EXERCÍCIO
Com base na reportagem sobre esporte universitário no Distrito Federal, apresentada abaixo, responda:
(a) Quantos centros de ensino superior do Distrito Federal são filiados à Fesu-DF?
(b) Segundo a coordenação da Unip campus Brasília, quem organiza a prática das modalidades esportivas?
(c) Por quanto tempo durou a parceria entre o UniCeub e o Basquete Brasília?

FONTE
= = =

Por André Gomes e Luiz Fernando Santos

Conforme recomenda o Ministério da Saúde, a prática de esportes faz bem tanto para o corpo como para a mente. Entretanto, praticar atividades físicas é algo que se vê cada vez menos nas universidades e faculdades de Brasília. Dos mais de 50 centros de ensino superior do Distrito Federal, apenas cinco são filiados à Federação do Esporte Universitário do Distrito Federal (Fesu-DF). São eles: Centro Universitário Iesb, Centro Universitário Icesp, Faculdade Mauá, União Pioneira de Integração Social (Upis) e a Universidade de Brasília (UnB).

Menos de 10% dos centros universitários do Distrito Federal apoiam alguma prática esportiva

O DF Sports+ procurou quatro instituições do DF (duas filiadas e duas não filiadas) para tentar saber um pouco mais sobre o que elas têm feito a respeito da inserção do esporte no cotidiano dos alunos.

Unip

A nossa reportagem procurou informações sobre a parte esportiva da Universidade Paulista (Unip) campus Brasília, mas a coordenação informou que não há um setor responsável pela área de esportes na sede do Distrito Federal, e que são as próprias atléticas dos cursos que se organizam para a prática das modalidades.

Os alunos se mostram incomodados com a postura adotada pela universidade acerca do incentivo ao esporte. Para o estudante de Jornalismo Leandro Henrique, a universidade deixa a desejar. “No aspecto de apoio esportivo, infelizmente, há uma grande escassez. A única coisa que possui em relação a esportes são as atléticas, que são organizadas pelos próprios alunos. Há muita falta de campeonatos internos e formação de equipes para disputas entre universidades”, revela.

O ex-atleta de futebol Braian Bernardo, que também é aluno da Unip, considera que o esporte é essencial para o desenvolvimento humano, devendo ser estimulado desde a infância, mas a falta de estrutura ainda de colégios públicos limita e até impede o surgimento de um novo atleta. “A infraestrutura que as escolas públicas — onde eu estudei desde sempre — é muito precária”, lamenta.

Eu nunca joguei tênis, por exemplo. Talvez eu tenha talento. Como eu vou descobri-lo, sendo que eu nunca fui incentivado a isso?!

Braian Bernardo, estudante de Jornalismo

Amigos, Leandro e Braian já tentaram montar um time para disputar competições pela universidade, mas se depararam com a falta de incentivo e burocracia dos responsáveis. “Já tentamos organizar um time de futsal e não obtivemos sucesso, pois a faculdade não permitiu.” Os estudantes foram informados que só poderiam fazer isso por meio de atléticas e por conta própria, sem fundos ou incentivos monetários da Unip.

Procurada, a Universidade Paulista não comentou a respeito da falta de incentivo reclamada pelos alunos. Não há, também, um departamento e/ou funcionário voltado para tratar de esportes.

UniCeub

Quando se vem à mente o logotipo do Centro de Ensino Unificado de Brasília (UniCeub), muita gente já associa ao esporte, muito pela parceria multicampeã com o Basquete Brasília, que durou sete anos. Porém, a instituição não tem projetos estabilizados na área esportiva atualmente.

= = =

SEÇÃO DE DADOS
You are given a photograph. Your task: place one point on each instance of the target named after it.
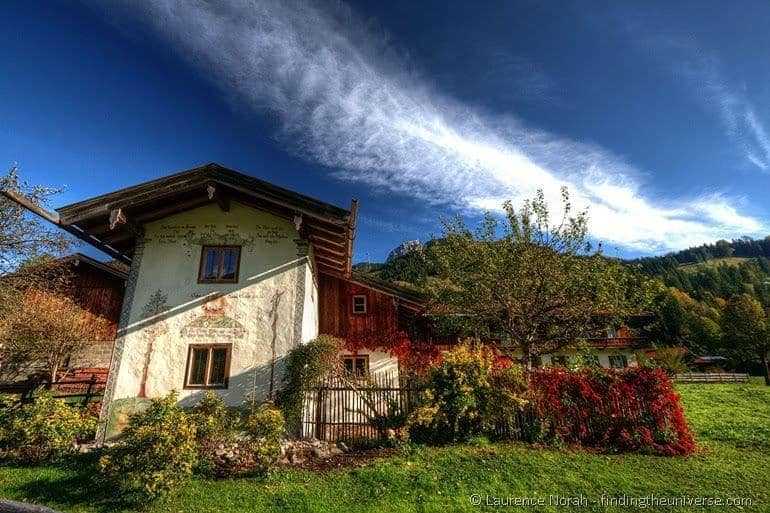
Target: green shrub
(156, 454)
(467, 395)
(214, 426)
(266, 428)
(305, 364)
(47, 429)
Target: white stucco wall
(311, 307)
(271, 274)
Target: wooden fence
(340, 408)
(707, 377)
(80, 391)
(344, 409)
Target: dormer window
(359, 304)
(219, 264)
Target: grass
(731, 423)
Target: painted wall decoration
(156, 307)
(213, 325)
(246, 314)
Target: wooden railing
(87, 390)
(708, 377)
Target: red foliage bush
(632, 409)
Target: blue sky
(656, 116)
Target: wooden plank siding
(336, 315)
(100, 294)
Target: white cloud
(702, 74)
(344, 99)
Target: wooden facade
(336, 317)
(389, 308)
(98, 288)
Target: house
(615, 349)
(98, 288)
(228, 274)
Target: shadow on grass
(80, 486)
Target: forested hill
(704, 272)
(715, 270)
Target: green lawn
(714, 262)
(731, 423)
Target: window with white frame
(359, 303)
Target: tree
(535, 285)
(746, 333)
(45, 327)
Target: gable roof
(78, 259)
(112, 222)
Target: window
(356, 365)
(559, 361)
(359, 304)
(618, 361)
(208, 366)
(219, 264)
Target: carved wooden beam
(52, 218)
(219, 196)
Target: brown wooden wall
(336, 315)
(100, 293)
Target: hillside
(704, 272)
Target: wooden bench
(708, 377)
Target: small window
(357, 366)
(219, 264)
(618, 361)
(359, 304)
(559, 361)
(208, 366)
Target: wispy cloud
(344, 99)
(702, 73)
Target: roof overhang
(113, 222)
(407, 298)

= = =

RESOLUÇÃO DO EXERCÍCIO
(a) Cinco.
(b) As próprias atléticas dos cursos.
(c) Sete anos.